## TEXT PROVIDED

########

AWS ML Security

Tags: #core #important #exam-tip

Overview

Security and compliance considerations for machine learning workloads on AWS.

Core Security Principles `#important`

Principle of Least Privilege `#exam-tip`

Definition: Grant only the minimum permissions required to perform a task.

Why It Matters:

Reduces blast radius of security breaches
Limits accidental damage
Meets compliance requirements
AWS best practice for all services

Application in ML: #exam-tip

Scenario	Least Privilege Implementation
Training Job	IAM role with access ONLY to: specific S3 buckets (training data), ECR (container images), CloudWatch Logs
Data Scientist	IAM policy allowing SageMaker Studio, read-only S3 access, NO permission to delete production endpoints
Inference Endpoint	IAM role with access ONLY to: model artifacts in S3, CloudWatch Logs, NO training permissions
Lambda Function	Permission to invoke SageMaker endpoint ONLY, NO access to S3 or other services

Exam Scenarios: #exam-tip

"Data scientist accidentally deleted production model" → Implement least privilege (read-only for non-production roles)
"Minimize security risk for training jobs" → Create IAM role with specific S3 bucket access only
"Secure inference endpoint" → Separate IAM role for endpoints, no training permissions

Best Practices:

Create separate IAM roles for training, inference, and development
Use resource-based policies to restrict access to specific S3 buckets/paths
Avoid wildcard permissions (s3:* is bad, s3:GetObject is good)
Regular audits - Review IAM policies quarterly
Use IAM Access Analyzer - Identify overly permissive policies

Example: Training Job Role (Good)

{
  "Effect": "Allow",
  "Action": [
    "s3:GetObject",
    "s3:PutObject"
  ],
  "Resource": [
    "arn:aws:s3:::my-training-data/*",
    "arn:aws:s3:::my-models/*"
  ]
}

Example: Too Permissive (Bad)

{
  "Effect": "Allow",
  "Action": "s3:*",
  "Resource": "*"
}

Data Masking and Anonymization `#exam-tip`

Purpose: Protect sensitive data while preserving utility for ML training.

Key Concepts:

1. Data Masking

Definition: Replace sensitive data with realistic but fake data

Techniques:

Substitution: Replace real names with fake names
Shuffling: Randomize order of values within column
Redaction: Replace with asterisks or blanks (e.g., "*--1234")
Masking: Partial masking (e.g., "joh***@email.com")

########

Annotation data for object locations:
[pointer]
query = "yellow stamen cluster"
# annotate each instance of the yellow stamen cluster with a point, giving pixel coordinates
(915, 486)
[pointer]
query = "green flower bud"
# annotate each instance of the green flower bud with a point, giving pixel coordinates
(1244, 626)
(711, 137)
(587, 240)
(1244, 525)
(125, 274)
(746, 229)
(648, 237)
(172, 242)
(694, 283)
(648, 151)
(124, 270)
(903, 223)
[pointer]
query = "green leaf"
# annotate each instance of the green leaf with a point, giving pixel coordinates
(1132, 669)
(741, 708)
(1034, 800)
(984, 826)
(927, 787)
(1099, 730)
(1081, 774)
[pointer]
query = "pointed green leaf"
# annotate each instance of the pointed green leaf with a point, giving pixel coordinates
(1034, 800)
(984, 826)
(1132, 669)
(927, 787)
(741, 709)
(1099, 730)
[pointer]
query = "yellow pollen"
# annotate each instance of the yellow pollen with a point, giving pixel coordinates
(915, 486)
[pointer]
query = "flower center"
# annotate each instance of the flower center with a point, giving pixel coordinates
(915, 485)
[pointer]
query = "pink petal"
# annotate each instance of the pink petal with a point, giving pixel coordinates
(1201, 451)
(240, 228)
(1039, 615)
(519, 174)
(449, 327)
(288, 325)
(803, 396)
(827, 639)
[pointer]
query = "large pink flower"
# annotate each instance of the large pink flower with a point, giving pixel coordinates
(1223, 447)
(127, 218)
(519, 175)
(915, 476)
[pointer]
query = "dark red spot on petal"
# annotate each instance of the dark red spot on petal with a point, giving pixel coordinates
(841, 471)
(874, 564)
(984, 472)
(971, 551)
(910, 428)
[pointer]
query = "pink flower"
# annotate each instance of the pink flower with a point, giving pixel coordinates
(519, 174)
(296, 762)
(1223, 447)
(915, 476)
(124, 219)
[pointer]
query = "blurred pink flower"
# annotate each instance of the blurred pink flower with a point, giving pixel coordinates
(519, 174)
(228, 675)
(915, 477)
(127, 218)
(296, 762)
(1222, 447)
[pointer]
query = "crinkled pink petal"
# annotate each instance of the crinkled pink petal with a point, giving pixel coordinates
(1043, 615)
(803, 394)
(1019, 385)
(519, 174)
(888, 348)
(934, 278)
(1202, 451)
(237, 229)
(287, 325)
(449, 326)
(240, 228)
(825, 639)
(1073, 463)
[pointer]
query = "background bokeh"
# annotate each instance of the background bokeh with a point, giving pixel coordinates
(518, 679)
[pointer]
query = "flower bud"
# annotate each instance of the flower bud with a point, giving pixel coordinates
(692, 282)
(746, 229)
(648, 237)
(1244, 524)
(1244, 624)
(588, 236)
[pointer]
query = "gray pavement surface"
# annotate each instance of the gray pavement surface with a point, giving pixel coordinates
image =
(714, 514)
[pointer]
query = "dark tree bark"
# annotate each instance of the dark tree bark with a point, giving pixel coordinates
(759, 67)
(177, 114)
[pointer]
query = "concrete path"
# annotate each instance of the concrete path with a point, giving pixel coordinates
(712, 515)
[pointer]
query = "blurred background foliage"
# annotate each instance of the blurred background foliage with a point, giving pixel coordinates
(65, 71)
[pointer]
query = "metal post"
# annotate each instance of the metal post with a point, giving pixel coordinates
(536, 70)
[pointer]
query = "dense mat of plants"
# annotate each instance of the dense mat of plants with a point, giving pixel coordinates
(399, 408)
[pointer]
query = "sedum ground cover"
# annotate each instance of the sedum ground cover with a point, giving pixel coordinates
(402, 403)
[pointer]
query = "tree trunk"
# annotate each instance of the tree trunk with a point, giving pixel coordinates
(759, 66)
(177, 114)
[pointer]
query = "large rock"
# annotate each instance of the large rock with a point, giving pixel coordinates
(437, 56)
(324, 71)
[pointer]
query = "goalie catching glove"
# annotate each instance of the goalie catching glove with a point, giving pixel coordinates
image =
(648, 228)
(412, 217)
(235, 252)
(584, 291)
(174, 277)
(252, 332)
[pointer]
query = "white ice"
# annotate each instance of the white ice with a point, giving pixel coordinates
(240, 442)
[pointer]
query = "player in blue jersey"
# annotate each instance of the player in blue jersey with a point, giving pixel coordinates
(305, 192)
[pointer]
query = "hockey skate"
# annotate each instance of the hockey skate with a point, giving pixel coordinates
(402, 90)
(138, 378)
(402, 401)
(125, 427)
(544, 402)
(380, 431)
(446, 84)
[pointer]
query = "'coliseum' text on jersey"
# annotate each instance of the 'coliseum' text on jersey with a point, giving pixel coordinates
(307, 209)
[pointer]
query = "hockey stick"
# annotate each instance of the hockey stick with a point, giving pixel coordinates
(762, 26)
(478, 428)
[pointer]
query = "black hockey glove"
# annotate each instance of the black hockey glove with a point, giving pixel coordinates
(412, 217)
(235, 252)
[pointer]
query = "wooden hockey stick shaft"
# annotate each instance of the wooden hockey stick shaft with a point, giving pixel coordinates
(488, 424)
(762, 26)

########

## EXERCISE REQUIREMENTS
a. Using the AWS ML security text, explain why it says permissions should follow the principle of least privilege.
b. Answer these questions from the AWS ML security text:
(i) What is the Lambda function permitted to do in the least privilege table?
(ii) Which tool is named for identifying overly permissive policies?
(iii) What does the shuffling technique of data masking do?
c. From the AWS ML security text, quote everything from "Security and compliance" down to "perform a task.".

## TASK RESULTS
a. Granting only the minimum permissions a task needs shrinks the blast radius of a security breach and limits accidental damage. It also helps meet compliance requirements, and it is the AWS best practice for all services.

b.
(i) Invoke the SageMaker endpoint only, with no access to S3 or other services.
(ii) IAM Access Analyzer.
(iii) It randomizes the order of values within a column.

c.
Security and compliance considerations for machine learning workloads on AWS.

Core Security Principles `#important`

Principle of Least Privilege `#exam-tip`

Definition: Grant only the minimum permissions required to perform a task.